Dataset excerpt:
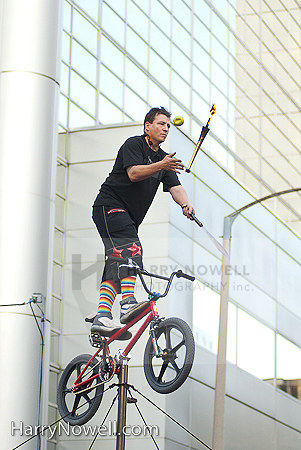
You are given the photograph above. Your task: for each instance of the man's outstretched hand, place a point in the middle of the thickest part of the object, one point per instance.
(171, 163)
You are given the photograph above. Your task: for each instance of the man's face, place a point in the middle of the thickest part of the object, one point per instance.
(159, 129)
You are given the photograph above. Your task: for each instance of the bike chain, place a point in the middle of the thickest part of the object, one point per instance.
(103, 382)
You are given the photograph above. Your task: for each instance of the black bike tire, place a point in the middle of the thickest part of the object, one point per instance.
(171, 386)
(65, 413)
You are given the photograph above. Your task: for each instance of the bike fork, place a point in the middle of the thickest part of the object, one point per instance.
(157, 349)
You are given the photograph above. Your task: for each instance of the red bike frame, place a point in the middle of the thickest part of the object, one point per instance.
(153, 312)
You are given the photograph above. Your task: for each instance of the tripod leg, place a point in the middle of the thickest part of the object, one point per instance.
(122, 403)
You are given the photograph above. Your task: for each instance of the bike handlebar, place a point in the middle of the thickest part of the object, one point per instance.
(128, 262)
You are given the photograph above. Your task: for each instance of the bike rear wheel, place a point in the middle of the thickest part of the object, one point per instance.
(77, 408)
(167, 373)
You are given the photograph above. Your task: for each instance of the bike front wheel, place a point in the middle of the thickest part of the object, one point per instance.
(78, 406)
(168, 372)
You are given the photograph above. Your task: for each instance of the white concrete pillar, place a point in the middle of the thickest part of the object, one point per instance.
(30, 34)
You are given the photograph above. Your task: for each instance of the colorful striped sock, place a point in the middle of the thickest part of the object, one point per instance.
(127, 286)
(108, 292)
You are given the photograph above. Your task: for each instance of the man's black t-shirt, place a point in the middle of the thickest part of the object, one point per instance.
(119, 191)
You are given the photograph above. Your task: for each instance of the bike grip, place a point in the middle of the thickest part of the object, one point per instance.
(181, 274)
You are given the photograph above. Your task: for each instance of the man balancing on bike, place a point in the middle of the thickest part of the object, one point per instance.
(123, 201)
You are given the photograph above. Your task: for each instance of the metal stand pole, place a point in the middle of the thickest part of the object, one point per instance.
(122, 400)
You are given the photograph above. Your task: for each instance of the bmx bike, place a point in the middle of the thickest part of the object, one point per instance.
(168, 356)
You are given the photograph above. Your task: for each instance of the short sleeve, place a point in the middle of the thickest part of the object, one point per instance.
(132, 152)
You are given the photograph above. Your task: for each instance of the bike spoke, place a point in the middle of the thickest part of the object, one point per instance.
(86, 397)
(177, 347)
(162, 371)
(167, 337)
(175, 366)
(75, 404)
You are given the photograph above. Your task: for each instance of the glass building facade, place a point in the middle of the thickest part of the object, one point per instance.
(119, 58)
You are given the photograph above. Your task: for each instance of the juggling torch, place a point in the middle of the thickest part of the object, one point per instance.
(203, 134)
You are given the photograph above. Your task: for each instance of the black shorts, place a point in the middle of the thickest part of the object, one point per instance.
(120, 237)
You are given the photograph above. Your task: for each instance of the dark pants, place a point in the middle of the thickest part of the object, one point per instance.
(119, 234)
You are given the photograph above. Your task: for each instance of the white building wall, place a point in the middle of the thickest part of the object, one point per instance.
(258, 416)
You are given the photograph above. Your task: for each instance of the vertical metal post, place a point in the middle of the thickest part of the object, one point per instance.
(122, 400)
(220, 381)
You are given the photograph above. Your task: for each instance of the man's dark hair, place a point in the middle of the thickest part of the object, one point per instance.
(150, 116)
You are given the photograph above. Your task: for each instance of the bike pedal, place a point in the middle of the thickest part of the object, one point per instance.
(96, 340)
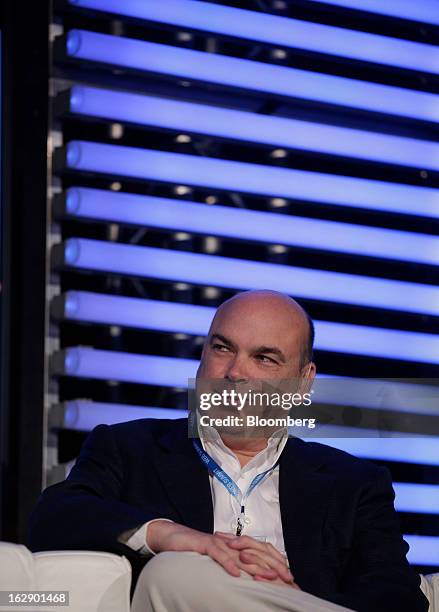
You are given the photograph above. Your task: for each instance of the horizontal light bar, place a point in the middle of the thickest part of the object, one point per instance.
(424, 550)
(274, 30)
(209, 270)
(251, 178)
(422, 450)
(84, 415)
(247, 74)
(84, 362)
(262, 129)
(190, 319)
(419, 498)
(421, 10)
(270, 228)
(382, 395)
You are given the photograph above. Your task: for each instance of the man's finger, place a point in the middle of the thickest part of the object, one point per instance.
(250, 556)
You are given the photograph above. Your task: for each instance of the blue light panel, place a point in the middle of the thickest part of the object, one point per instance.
(85, 362)
(252, 127)
(416, 498)
(247, 74)
(195, 320)
(209, 270)
(423, 450)
(421, 10)
(424, 550)
(251, 178)
(84, 415)
(278, 31)
(270, 228)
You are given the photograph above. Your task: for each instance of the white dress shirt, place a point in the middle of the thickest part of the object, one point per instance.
(261, 507)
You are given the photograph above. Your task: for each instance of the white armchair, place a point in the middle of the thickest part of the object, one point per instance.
(97, 581)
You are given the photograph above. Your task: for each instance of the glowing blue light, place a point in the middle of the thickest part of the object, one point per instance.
(276, 131)
(247, 74)
(421, 10)
(416, 498)
(253, 178)
(84, 415)
(422, 450)
(84, 362)
(274, 30)
(270, 228)
(210, 270)
(195, 320)
(424, 550)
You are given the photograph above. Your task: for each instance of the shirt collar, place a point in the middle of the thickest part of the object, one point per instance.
(214, 445)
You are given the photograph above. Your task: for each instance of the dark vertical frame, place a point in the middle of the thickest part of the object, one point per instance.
(25, 60)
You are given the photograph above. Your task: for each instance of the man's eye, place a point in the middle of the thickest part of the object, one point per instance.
(220, 347)
(265, 359)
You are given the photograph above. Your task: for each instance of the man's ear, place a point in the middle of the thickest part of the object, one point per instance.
(307, 375)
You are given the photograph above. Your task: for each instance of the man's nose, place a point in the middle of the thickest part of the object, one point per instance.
(236, 370)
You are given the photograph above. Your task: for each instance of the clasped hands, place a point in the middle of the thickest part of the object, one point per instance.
(260, 560)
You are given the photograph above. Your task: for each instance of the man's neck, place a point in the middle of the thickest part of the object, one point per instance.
(245, 448)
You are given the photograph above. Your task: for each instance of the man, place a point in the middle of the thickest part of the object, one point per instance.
(320, 527)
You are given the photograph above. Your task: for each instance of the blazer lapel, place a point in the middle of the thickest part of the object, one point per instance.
(185, 478)
(304, 494)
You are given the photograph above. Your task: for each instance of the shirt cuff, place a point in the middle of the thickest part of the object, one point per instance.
(138, 541)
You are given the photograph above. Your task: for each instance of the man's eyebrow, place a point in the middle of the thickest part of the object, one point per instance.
(223, 339)
(272, 350)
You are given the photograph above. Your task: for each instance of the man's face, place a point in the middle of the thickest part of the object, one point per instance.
(255, 337)
(255, 345)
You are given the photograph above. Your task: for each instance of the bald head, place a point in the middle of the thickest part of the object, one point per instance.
(273, 305)
(258, 334)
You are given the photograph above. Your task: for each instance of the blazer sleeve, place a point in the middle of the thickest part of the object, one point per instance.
(379, 577)
(84, 511)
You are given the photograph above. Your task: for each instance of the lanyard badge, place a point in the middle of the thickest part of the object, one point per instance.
(230, 484)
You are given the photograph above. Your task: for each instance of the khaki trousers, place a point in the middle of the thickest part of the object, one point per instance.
(190, 582)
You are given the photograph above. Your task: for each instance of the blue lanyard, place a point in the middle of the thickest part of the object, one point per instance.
(229, 483)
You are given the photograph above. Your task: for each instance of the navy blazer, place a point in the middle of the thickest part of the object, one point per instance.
(341, 532)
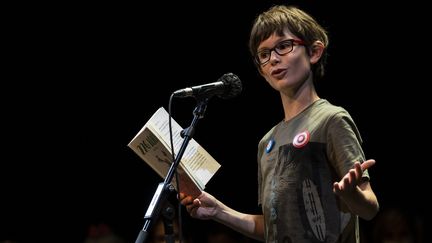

Written request: How many lines of the entries above contain the word "bald"? Give only the number.

Task answer: 1